START Records supplied
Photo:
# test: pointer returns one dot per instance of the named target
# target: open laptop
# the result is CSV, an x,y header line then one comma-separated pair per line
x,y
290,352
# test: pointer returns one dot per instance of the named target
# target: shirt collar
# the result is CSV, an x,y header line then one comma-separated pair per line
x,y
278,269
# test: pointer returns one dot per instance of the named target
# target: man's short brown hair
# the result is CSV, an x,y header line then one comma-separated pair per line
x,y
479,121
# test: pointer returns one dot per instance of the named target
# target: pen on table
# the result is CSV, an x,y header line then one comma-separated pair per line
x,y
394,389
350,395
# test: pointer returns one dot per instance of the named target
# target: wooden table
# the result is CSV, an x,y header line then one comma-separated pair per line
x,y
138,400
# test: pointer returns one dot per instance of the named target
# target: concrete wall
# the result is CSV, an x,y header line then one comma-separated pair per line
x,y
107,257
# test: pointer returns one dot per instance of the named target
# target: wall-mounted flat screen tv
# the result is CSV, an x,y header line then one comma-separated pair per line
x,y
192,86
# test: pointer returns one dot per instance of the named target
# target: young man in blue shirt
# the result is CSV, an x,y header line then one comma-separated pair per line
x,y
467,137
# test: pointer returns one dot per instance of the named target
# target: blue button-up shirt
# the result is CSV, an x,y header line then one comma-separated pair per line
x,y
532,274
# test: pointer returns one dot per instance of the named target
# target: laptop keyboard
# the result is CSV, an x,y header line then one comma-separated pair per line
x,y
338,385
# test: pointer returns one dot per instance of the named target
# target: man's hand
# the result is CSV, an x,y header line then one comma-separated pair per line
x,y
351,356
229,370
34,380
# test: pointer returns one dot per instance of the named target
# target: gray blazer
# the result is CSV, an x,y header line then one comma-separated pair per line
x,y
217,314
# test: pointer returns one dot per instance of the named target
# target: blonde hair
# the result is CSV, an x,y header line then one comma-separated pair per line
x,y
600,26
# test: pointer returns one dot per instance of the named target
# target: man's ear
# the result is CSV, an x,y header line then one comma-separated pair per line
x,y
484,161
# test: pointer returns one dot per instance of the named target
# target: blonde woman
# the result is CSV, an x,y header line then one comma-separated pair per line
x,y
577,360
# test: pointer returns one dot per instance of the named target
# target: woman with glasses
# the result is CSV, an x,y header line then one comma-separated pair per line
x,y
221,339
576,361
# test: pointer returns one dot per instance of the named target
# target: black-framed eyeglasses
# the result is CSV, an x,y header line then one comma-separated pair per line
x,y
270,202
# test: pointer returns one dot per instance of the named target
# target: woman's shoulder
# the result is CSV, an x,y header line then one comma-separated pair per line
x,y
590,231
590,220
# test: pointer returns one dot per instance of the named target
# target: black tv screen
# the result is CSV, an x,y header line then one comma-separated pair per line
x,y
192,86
END Records supplied
■ **Task details**
How many of the lines above contain the string "blue"? Case counts. Reply with the number alone.

■ **Task response**
2